* [Goal of the exercise]: Give back every entry, exactly as written.

-- Extracted information follows --

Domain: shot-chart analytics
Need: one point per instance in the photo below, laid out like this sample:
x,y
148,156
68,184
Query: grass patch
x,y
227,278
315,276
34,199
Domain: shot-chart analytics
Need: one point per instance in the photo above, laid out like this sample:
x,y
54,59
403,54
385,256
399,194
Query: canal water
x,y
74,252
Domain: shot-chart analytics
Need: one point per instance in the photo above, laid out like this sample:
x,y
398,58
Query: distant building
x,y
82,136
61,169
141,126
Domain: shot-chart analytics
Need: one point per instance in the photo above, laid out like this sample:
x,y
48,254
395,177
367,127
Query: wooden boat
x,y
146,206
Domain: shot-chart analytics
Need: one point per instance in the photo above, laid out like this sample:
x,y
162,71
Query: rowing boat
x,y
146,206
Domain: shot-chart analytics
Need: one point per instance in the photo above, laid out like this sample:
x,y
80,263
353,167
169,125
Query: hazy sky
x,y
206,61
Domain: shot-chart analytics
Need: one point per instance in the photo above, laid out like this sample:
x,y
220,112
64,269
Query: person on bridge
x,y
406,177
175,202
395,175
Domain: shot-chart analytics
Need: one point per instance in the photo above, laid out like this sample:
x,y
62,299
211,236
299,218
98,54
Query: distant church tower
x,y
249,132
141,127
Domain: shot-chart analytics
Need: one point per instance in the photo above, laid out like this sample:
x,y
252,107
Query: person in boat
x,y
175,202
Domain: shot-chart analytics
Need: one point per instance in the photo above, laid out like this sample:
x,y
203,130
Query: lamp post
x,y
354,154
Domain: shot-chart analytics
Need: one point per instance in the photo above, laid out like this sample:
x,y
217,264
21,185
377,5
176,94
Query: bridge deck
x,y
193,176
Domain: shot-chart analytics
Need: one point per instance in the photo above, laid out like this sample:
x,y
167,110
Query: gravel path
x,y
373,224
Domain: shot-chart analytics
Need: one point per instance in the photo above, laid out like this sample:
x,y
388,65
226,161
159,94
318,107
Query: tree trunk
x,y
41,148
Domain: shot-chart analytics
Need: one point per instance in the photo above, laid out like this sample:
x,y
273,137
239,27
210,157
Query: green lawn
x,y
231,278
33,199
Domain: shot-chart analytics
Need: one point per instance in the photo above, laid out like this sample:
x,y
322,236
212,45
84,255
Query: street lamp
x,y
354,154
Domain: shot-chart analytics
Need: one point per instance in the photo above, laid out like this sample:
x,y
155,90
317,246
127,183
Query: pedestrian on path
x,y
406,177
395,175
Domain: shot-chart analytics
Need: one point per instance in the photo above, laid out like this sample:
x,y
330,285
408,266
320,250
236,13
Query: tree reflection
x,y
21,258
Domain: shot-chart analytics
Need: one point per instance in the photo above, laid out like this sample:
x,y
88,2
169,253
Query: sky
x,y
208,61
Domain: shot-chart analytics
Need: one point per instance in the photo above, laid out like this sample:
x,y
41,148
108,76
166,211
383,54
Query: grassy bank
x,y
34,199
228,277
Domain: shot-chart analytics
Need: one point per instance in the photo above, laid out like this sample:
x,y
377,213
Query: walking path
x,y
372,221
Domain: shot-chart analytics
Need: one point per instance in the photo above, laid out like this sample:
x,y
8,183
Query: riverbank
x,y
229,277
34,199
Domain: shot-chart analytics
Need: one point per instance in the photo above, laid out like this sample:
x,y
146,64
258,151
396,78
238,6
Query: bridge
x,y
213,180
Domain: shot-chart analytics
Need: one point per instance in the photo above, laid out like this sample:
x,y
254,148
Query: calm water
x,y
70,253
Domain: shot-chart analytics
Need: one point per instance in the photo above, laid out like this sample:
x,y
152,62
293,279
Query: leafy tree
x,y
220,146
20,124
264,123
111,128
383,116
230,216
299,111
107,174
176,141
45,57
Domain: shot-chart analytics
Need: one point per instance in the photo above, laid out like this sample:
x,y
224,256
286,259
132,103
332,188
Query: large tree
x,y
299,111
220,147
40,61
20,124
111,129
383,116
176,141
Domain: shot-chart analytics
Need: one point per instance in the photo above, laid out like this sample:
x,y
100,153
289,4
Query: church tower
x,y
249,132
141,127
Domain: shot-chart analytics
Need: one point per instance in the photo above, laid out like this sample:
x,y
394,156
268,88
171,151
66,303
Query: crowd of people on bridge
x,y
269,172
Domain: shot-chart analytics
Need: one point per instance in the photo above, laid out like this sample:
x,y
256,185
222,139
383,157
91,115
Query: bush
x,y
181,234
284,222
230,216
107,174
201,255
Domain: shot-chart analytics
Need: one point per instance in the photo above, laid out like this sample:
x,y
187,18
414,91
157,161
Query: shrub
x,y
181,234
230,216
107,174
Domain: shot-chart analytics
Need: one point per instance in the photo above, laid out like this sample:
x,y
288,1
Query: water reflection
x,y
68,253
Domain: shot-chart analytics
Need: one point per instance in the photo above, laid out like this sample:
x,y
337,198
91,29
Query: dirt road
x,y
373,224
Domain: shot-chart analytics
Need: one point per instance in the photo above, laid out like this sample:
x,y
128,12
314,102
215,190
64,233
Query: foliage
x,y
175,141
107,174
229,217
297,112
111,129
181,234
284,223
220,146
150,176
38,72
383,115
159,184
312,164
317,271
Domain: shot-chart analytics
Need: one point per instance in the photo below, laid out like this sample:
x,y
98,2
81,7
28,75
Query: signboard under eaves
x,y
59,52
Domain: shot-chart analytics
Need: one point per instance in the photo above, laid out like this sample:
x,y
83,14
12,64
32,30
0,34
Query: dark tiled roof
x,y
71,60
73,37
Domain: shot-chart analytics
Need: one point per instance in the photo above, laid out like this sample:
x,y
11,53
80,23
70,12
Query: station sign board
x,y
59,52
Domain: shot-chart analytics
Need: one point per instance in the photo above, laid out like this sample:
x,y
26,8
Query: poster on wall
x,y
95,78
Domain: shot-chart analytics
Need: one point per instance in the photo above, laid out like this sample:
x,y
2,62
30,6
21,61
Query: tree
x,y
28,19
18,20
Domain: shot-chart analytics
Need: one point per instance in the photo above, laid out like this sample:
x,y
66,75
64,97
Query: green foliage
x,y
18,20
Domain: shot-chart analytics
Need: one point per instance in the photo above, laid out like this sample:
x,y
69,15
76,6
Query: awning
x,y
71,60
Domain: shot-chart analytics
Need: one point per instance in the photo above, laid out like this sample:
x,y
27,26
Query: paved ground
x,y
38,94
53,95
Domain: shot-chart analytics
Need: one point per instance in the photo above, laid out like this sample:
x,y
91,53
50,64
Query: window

-- Extracted information concluded --

* [Result of the task]:
Domain: shot-chart analytics
Need: one point per instance in the photo below, laid out like this sample:
x,y
148,156
68,184
Query: grass patch
x,y
227,278
315,276
34,199
Domain: shot-chart analytics
Need: one point per instance in the photo above, laid out like this sample:
x,y
54,59
403,54
385,256
399,194
Query: canal water
x,y
74,252
Domain: shot-chart analytics
Need: one point per instance in the photo above, laid out like this sample:
x,y
398,58
Query: distant building
x,y
82,136
61,169
141,126
Domain: shot-chart analytics
Need: one point per instance in the photo above, laid out like this sample:
x,y
48,254
395,177
367,127
Query: wooden boat
x,y
146,206
Domain: shot-chart analytics
Need: one point per instance in the photo above, laid out like this sample:
x,y
162,71
Query: rowing boat
x,y
146,206
Domain: shot-chart analytics
Need: one point per instance in the photo above, laid out like this sample:
x,y
80,263
353,167
169,125
Query: hazy sky
x,y
206,61
Domain: shot-chart analytics
Need: one point per instance in the photo above, laid out like this sample:
x,y
220,112
64,269
Query: person on bridge
x,y
406,177
175,202
395,175
Domain: shot-chart analytics
Need: one point per instance in the photo above, laid out like this sample:
x,y
62,299
211,236
299,218
98,54
Query: distant church tower
x,y
249,132
141,127
Domain: shot-chart analytics
Need: one point per instance in the photo above, laid out like this sample:
x,y
252,107
Query: person in boat
x,y
175,202
Domain: shot-chart analytics
Need: one point per instance in the photo above, laid out like this sample:
x,y
203,130
Query: lamp post
x,y
354,154
Domain: shot-chart analytics
Need: one point per instance in the photo above, laid out like this sample:
x,y
217,264
21,185
377,5
176,94
Query: bridge deck
x,y
193,176
Domain: shot-chart analytics
Need: one point per instance in the photo above, laid out like this sample:
x,y
167,110
Query: gravel path
x,y
373,224
Domain: shot-chart analytics
Need: one point per instance in the photo above, laid out like this sample:
x,y
388,65
226,161
159,94
318,107
Query: tree trunk
x,y
41,148
Domain: shot-chart analytics
Need: one point per instance in the photo above, laid out like this sample:
x,y
273,137
239,27
210,157
Query: green lawn
x,y
231,278
33,199
Domain: shot-chart analytics
Need: one point per instance in the photo above, laid out like this sample:
x,y
322,236
212,45
84,255
Query: street lamp
x,y
354,154
Domain: shot-chart analytics
Need: one point per instance in the photo above, laid out like this sample:
x,y
155,90
317,246
127,183
Query: pedestrian on path
x,y
406,177
395,175
Domain: shot-chart analytics
Need: one point per instance in the photo above, laid out like this sample:
x,y
330,285
408,266
320,250
236,13
Query: tree reflection
x,y
21,258
Domain: shot-chart analytics
Need: one point per instance in the photo above, laid out like this sample:
x,y
88,2
169,253
Query: sky
x,y
208,61
Domain: shot-chart analytics
Need: one point per instance in the photo above, laid out like this sample:
x,y
41,148
108,76
166,211
383,54
Query: grassy bank
x,y
34,199
228,277
Domain: shot-chart analytics
Need: one point per instance in the photo above, laid out like this sample:
x,y
377,213
Query: walking path
x,y
372,221
Domain: shot-chart analytics
Need: one point per instance in the photo above, laid out like this sample:
x,y
8,183
Query: riverbank
x,y
229,277
34,199
Domain: shot-chart analytics
Need: one point per instance in the photo above, laid out like this sample:
x,y
146,64
258,151
396,78
238,6
Query: bridge
x,y
213,180
Domain: shot-chart analytics
Need: one point per instance in the photo above, laid out like this sample:
x,y
254,148
Query: calm water
x,y
70,253
Domain: shot-chart analytics
Need: one point per instance in the photo above, laid out like this sample:
x,y
152,62
293,279
Query: leafy tree
x,y
220,146
20,124
264,123
111,128
383,116
230,216
299,111
107,174
176,141
45,57
Domain: shot-chart analytics
Need: one point per instance in the photo above, laid out like this sample:
x,y
224,256
286,259
132,103
332,188
Query: large tree
x,y
299,111
220,147
40,61
20,124
111,129
383,116
176,141
Domain: shot-chart analytics
Need: one point per instance in the photo above, laid out like this sample:
x,y
100,153
289,4
Query: church tower
x,y
249,132
141,127
Domain: shot-chart analytics
Need: one point per instance in the photo above, laid out like this sample:
x,y
394,156
268,88
171,151
66,303
Query: crowd of people on bridge
x,y
269,172
Domain: shot-chart analytics
Need: one point per instance in the photo above, laid out like this sample:
x,y
256,185
222,139
383,157
91,115
Query: bush
x,y
181,234
284,222
230,216
107,174
201,255
Domain: shot-chart analytics
Need: one point per instance in the photo above, laid out like this sample:
x,y
187,18
414,91
157,161
Query: shrub
x,y
181,234
230,216
107,174
Domain: shot-chart analytics
Need: one point per instance in the photo above, laid out like this sample:
x,y
288,1
Query: water reflection
x,y
68,253
Domain: shot-chart analytics
Need: one point per instance in the photo above, laid out like this sample:
x,y
337,198
91,29
Query: dirt road
x,y
373,224
Domain: shot-chart analytics
Need: one point per instance in the photo above, laid out like this sample:
x,y
128,12
314,102
215,190
64,233
Query: foliage
x,y
175,141
107,174
229,217
297,112
111,129
181,234
284,223
220,146
150,176
38,72
383,115
159,184
312,164
317,271
Domain: shot-chart analytics
Need: one point per instance in the photo below, laid out like this sample:
x,y
98,2
81,7
28,75
Query: signboard under eaves
x,y
59,52
Domain: shot-chart analytics
Need: one point per instance in the photo above, laid out like this sample:
x,y
83,14
12,64
32,30
0,34
Query: dark tiled roof
x,y
71,60
73,37
Domain: shot-chart analytics
Need: one point per instance in the photo above, laid out like this sample:
x,y
11,53
80,23
70,12
Query: station sign board
x,y
59,52
Domain: shot-chart analytics
Need: one point per instance in the photo above, laid out like this sample:
x,y
26,8
Query: poster on wall
x,y
95,78
Domain: shot-chart analytics
Need: one point per instance in the photo above, laid out like this sample:
x,y
2,62
30,6
21,61
Query: tree
x,y
28,19
18,20
Domain: shot-chart analytics
Need: one point per instance in the photo above, laid out like this sample:
x,y
66,75
64,97
Query: green foliage
x,y
18,20
Domain: shot-chart analytics
Need: one point per instance in the photo above, laid out like this sample:
x,y
69,15
76,6
Query: awning
x,y
71,60
Domain: shot-chart analytics
Need: one point per instance in the photo above, laid out like this sample:
x,y
27,26
Query: paved ground
x,y
38,94
53,95
Domain: shot-chart analytics
Need: one point per instance in the photo above, laid out like this sample:
x,y
91,53
50,64
Query: window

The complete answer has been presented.